What you should do: Please duplicate, word for word, the section of the Lemmy and Ozzy article that begins at the words "Lemmy Kilmister has" and stops after the words "proved cross-over hits.".

Page excerpt:
Say Hello To Lemmy From Motorhead

Lemmy Kilmister has been in the news again for ill-health and for some reason Ozzy Osbourne’s “No More Tears” album came to mind. Great album and if you want a great review of it, look no further than the one that Bob Lefsetz did.

You see, while Ozzy Osbourne went onto another victory lap with the “No More Tears” album, selling millions, Lemmy continued his niche career, putting out “1916”, “March Or Die” and “Bastards” within a year of each other.

History will show that if it wasn’t for good old Lemmy writing some killer lyrics, the album would have been a different beast as two of his tracks proved cross-over hits.

Several of the tracks “I Dont Want To Change The World”, “Mama, I’m Coming Home”, “Desire” and “Hellraiser” were all co-written with Lemmy from Motorhead. In a Hot Metal interview from October 1991, this is what Ozzy said about the Lemmy Kilmister connection;

“The reason I got Lemmy to help out with some of the lyrics is that I like his tongue in cheek attitude. He’s cynical, but he can say fuck you in four sentences. One the greatest lines he wrote was “Tell me I’m a sinner, I got news for you, I spoke to God this morning and he don’t like you.” I’d hum a melody and sing “Mama I’m coming home” and he would take it from there. It’s really weird coz I listen to that song and it’s as if i wrote it. It’s as he’s read my mind.”

Excerpted data:
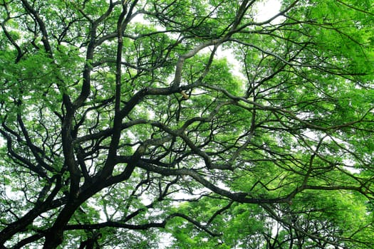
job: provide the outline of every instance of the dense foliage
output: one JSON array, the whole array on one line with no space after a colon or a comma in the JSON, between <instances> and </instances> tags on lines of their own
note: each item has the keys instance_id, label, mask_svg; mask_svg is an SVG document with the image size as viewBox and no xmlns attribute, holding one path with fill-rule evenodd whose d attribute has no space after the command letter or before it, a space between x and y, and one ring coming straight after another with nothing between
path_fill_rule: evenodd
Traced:
<instances>
[{"instance_id":1,"label":"dense foliage","mask_svg":"<svg viewBox=\"0 0 374 249\"><path fill-rule=\"evenodd\" d=\"M372 246L374 4L262 2L1 0L0 248Z\"/></svg>"}]
</instances>

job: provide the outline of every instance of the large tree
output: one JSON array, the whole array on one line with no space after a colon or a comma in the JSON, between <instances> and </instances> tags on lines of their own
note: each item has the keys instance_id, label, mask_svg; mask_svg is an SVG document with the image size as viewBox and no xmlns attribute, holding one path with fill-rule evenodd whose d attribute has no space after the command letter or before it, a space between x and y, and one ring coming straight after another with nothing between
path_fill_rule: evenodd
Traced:
<instances>
[{"instance_id":1,"label":"large tree","mask_svg":"<svg viewBox=\"0 0 374 249\"><path fill-rule=\"evenodd\" d=\"M373 245L374 5L261 3L1 0L0 248Z\"/></svg>"}]
</instances>

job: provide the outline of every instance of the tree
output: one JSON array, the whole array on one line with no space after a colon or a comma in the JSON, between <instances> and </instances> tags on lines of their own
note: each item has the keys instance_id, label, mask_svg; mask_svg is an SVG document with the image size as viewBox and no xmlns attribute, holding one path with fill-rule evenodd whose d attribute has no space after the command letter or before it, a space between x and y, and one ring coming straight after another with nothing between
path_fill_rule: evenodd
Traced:
<instances>
[{"instance_id":1,"label":"tree","mask_svg":"<svg viewBox=\"0 0 374 249\"><path fill-rule=\"evenodd\" d=\"M2 0L0 247L373 245L374 6L261 2Z\"/></svg>"}]
</instances>

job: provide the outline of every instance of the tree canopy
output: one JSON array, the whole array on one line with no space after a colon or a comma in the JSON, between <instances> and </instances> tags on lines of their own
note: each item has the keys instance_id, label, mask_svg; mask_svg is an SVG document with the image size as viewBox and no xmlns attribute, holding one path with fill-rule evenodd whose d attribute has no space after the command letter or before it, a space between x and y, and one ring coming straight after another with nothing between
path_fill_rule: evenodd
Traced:
<instances>
[{"instance_id":1,"label":"tree canopy","mask_svg":"<svg viewBox=\"0 0 374 249\"><path fill-rule=\"evenodd\" d=\"M0 248L372 246L374 4L280 2L1 0Z\"/></svg>"}]
</instances>

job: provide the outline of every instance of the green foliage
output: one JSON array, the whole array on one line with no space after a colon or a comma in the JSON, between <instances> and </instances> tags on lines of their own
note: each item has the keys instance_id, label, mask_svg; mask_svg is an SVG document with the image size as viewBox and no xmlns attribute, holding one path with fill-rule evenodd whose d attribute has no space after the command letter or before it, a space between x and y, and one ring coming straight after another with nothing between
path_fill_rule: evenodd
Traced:
<instances>
[{"instance_id":1,"label":"green foliage","mask_svg":"<svg viewBox=\"0 0 374 249\"><path fill-rule=\"evenodd\" d=\"M0 248L368 248L374 6L0 3Z\"/></svg>"}]
</instances>

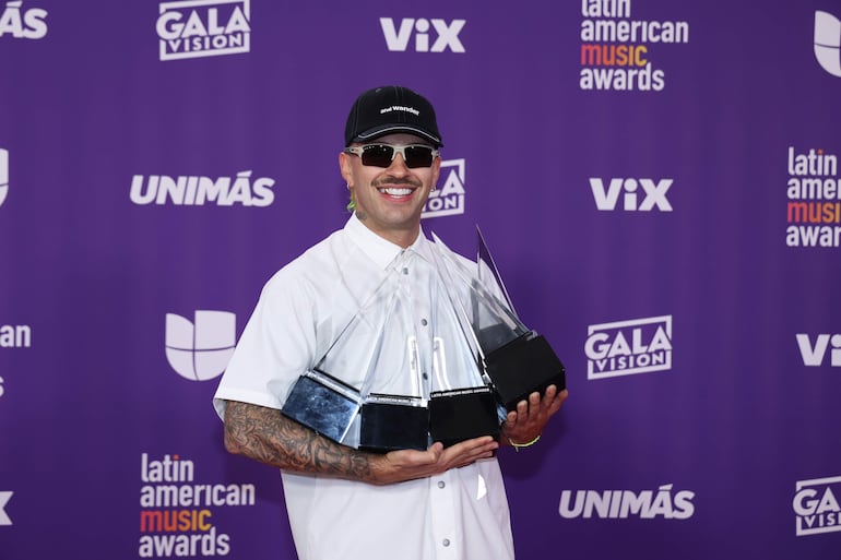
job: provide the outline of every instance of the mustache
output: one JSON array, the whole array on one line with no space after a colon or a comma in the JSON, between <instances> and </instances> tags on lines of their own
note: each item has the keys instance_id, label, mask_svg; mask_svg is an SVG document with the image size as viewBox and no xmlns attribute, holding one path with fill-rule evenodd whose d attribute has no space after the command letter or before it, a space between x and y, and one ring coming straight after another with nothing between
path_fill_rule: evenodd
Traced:
<instances>
[{"instance_id":1,"label":"mustache","mask_svg":"<svg viewBox=\"0 0 841 560\"><path fill-rule=\"evenodd\" d=\"M371 187L375 187L375 188L380 187L382 184L408 184L417 189L424 186L423 182L412 179L410 177L392 177L390 175L380 177L379 179L375 179L374 181L371 181Z\"/></svg>"}]
</instances>

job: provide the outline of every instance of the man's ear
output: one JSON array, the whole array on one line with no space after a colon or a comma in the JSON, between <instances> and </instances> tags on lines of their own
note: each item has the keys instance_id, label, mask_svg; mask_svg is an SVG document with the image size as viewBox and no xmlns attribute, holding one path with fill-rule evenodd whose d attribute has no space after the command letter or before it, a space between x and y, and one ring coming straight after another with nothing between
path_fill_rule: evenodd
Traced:
<instances>
[{"instance_id":1,"label":"man's ear","mask_svg":"<svg viewBox=\"0 0 841 560\"><path fill-rule=\"evenodd\" d=\"M348 184L351 183L351 178L353 177L352 166L353 166L353 162L351 162L351 156L348 154L345 154L344 152L340 152L339 170L342 172L342 178Z\"/></svg>"}]
</instances>

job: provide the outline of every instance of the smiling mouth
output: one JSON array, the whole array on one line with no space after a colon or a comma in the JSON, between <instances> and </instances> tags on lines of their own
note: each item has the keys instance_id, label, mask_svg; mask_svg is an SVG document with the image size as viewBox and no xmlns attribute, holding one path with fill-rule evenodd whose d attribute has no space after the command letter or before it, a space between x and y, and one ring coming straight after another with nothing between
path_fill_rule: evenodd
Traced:
<instances>
[{"instance_id":1,"label":"smiling mouth","mask_svg":"<svg viewBox=\"0 0 841 560\"><path fill-rule=\"evenodd\" d=\"M410 189L406 187L381 187L377 190L383 194L389 194L391 196L408 196L414 192L414 189Z\"/></svg>"}]
</instances>

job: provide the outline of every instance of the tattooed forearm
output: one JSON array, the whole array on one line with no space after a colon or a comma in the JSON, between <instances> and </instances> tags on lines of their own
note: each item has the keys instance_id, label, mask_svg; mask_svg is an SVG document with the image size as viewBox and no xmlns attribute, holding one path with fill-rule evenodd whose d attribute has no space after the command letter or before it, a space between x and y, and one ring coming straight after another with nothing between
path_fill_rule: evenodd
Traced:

Output for this exercise:
Lemmy Kilmister has been in the news again for ill-health and for some reason Ozzy Osbourne’s “No More Tears” album came to mind. Great album and if you want a great review of it, look no further than the one that Bob Lefsetz did.

You see, while Ozzy Osbourne went onto another victory lap with the “No More Tears” album, selling millions, Lemmy continued his niche career, putting out “1916”, “March Or Die” and “Bastards” within a year of each other.

History will show that if it wasn’t for good old Lemmy writing some killer lyrics, the album would have been a different beast as two of his tracks proved cross-over hits.